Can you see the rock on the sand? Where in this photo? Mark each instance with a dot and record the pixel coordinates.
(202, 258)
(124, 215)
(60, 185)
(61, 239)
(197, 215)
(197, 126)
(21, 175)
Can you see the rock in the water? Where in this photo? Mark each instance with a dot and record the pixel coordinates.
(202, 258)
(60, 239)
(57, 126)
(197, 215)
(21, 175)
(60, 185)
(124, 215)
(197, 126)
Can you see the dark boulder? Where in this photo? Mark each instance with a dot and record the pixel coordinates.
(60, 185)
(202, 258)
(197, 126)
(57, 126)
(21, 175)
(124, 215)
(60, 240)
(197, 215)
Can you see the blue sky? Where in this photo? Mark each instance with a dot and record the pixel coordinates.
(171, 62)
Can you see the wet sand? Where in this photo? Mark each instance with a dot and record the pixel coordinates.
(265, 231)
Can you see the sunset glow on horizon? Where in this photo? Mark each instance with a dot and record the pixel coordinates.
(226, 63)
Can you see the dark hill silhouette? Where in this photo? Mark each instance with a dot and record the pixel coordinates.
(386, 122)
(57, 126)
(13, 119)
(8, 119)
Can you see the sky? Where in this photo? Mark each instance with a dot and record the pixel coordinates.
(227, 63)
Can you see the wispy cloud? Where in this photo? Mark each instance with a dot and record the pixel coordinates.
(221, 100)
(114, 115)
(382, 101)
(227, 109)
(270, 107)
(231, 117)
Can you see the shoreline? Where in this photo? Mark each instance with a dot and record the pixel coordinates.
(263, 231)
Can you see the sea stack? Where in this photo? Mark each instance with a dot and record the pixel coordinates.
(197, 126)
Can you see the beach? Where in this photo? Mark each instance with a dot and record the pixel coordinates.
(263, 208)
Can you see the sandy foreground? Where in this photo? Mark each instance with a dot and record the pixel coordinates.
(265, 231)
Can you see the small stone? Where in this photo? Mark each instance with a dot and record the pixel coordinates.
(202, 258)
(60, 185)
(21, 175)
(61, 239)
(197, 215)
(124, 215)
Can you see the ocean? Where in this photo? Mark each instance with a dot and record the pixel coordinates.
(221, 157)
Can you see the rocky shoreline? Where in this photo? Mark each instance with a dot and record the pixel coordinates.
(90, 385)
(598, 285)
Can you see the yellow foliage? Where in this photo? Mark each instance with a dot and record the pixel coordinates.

================

◆ Exercise ◆
Produce an exact copy of each line from the one holding "Can you see the small" through the last line of the records, both included, and nothing more.

◆ Output of the exercise ◆
Can you see the small stone? Where in this photo? Mark each instance with a dot and record the pixel coordinates.
(202, 258)
(60, 185)
(21, 175)
(61, 239)
(197, 215)
(124, 215)
Can you see the ocean? Where in this photo? Mark each instance with a dot and record the pixel coordinates.
(221, 157)
Can you see the rocky shoreline? Where in this photo? Mark each instance with a dot and record the pixel coordinates.
(90, 385)
(598, 285)
Can you see the yellow foliage? Where in this photo? Mark each instance with a dot and record the pixel coordinates.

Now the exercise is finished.